### EXERCICES À FAIRE
A - Dans l'article sur l'incendie de Charlie Hebdo, recopiez tout le passage depuis « La rédaction de » jusqu'à « la publication, Charb. » en changeant « cocktails Molotov » en « engins incendiaires ».
B - Résumez en deux phrases l'article sur l'incendie de Charlie Hebdo.
C - Répondez aux questions suivantes d'après l'article sur l'incendie de Charlie Hebdo :
(i) Quel quotidien français a décidé d'héberger les journalistes de l'hebdomadaire ?
(ii) En quelle année les caricatures de Mahomet ont-elles été publiées dans Charlie Hebdo ?
(iii) Qu'a lancé l'hebdomadaire pour combler l'absence de son site internet piraté ?

### TEXTE SOURCE
Des pompiers devant les locaux endommagés de Charlie Hebdo, 2 novembre, Paris. REUTERS/Benoit Tessie.

Charia Hebdo: la presse maghrébine réagit mal

Les réactions du Maghreb à ce qui a été perçu comme la «provocation» de Charlie Hebdo n'ont pas tardé.

Mise à jour du 4 novembre: Pour combler l'absence de son site internet piraté le 2 novembre, l'hebdomadaire Charlie Hebdo a décidé de lancer son blog <http://charliehebdo.wordpress.com/>.

***

La rédaction de Charlie Hebdo a été détruite par un incendie provoqué par un ou plusieurs cocktails Molotov dans la nuit du 2 novembre vers une heure du matin, à Paris. L’hebdomadaire satirique français a fait scandale quelques jours auparavant, en annonçant la publication le 2 novembre d’un numéro spécial titré «Charia Hebdo», pour «réagir à l’annonce de l’instauration de la charia en Libye et à la victoire du parti islamiste Ennahda en Tunisie», a affirmé le directeur de la publication, Charb.

Dès le soir du 30 octobre, la polémique s’est propagée comme une traînée de poudre sur les réseaux sociaux. La page Facebook du journal a été envahie de messages islamistes extrémistes incitant à la haine. Sur Twitter, certains internautes ont perçu cette couverture «comme une insulte», rapporte le site Afrik.com, avant d’ajouter que la rédaction a également reçu des menaces de mort.

De nombreux médias et personnalités politiques françaises ont condamné cet acte. L’incendie d’un journal rappelle des pages sombres de l’histoire, celles des autodafés, rappelle un chroniqueur de France Culture. Le soutien à l’hebdomadaire est unanime, de François Hollande aux membres du gouvernement, en passant par les internautes qui «aiment» et «partagent» leur solidarité avec Charlie Hebdo sur les réseaux sociaux, au nom de la liberté d’expression. Le quotidien français Libération a même décidé d’héberger les journalistes de l'hebdo, en attendant.

Charlie Hebdo «joue la provoc»

En Tunisie, le ton change. Ici, on n'a pas tout à fait digéré le scandale de la publication des caricatures de Mahomet en 2006, dans Charlie Hebdo. L’éditorialiste du magazine de Tunivision regrette la parution de ce numéro.

«Le plus choquant, c’est que les lecteurs allaient découvrir dans ce numéro un "édito de Mahomet" intitulé "L'apéro Halal", une double page de dessins pour expliquer "la charia molle" ou encore un supplément "Charia Madame", affirme-t-il. Même si ce magazine est soi-disant "satirique", il ne devrait pas rouvrir la plaie causée par le scandale des caricatures de Mahomet, publiées dans l’un de ses hebdos d’il y a cinq ans», a-t-il ajouté.

Le site tunisien Kapitalis renchérit et voit dans la sortie de ce nouveau numéro, une provocation de la part de l’hebdomadaire. Une idée reprise brièvement par le site Businessnews et partagée par le quotidien algérien El Watan qui titre:

«un hebdo provocateur sort un numéro avec "Mahomet comme rédacteur en chef".»

 Cependant, aucun d’entre eux n'a cautionné les actes commis contre le journal.

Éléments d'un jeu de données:
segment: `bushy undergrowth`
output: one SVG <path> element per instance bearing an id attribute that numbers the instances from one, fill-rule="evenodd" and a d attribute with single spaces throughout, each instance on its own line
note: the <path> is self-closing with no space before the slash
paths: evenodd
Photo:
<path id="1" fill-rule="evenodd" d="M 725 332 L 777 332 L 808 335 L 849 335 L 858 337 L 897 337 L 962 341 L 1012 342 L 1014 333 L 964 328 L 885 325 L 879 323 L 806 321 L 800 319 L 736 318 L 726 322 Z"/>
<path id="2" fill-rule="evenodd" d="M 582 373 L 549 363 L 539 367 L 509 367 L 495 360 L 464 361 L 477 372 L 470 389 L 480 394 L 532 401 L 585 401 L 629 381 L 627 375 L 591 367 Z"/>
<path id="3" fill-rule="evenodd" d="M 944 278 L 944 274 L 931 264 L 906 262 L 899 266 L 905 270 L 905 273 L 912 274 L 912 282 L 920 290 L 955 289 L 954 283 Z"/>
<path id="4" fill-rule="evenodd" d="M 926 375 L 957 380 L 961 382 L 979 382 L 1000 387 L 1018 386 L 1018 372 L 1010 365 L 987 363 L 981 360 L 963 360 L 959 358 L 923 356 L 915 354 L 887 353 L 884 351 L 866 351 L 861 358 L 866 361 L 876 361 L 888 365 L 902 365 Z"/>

### RÉPONSES ATTENDUES
A -
La rédaction de Charlie Hebdo a été détruite par un incendie provoqué par un ou plusieurs engins incendiaires dans la nuit du 2 novembre vers une heure du matin, à Paris. L’hebdomadaire satirique français a fait scandale quelques jours auparavant, en annonçant la publication le 2 novembre d’un numéro spécial titré «Charia Hebdo», pour «réagir à l’annonce de l’instauration de la charia en Libye et à la victoire du parti islamiste Ennahda en Tunisie», a affirmé le directeur de la publication, Charb.

B - Dans la nuit du 2 novembre, la rédaction parisienne de Charlie Hebdo a été détruite par un incendie, quelques jours après l'annonce d'un numéro spécial titré « Charia Hebdo ». En France, médias et personnalités politiques ont condamné cet acte, tandis qu'en Tunisie et en Algérie plusieurs médias ont vu dans ce numéro une provocation, sans toutefois cautionner les actes commis contre le journal.

C -
(i) Libération.
(ii) En 2006.
(iii) Un blog.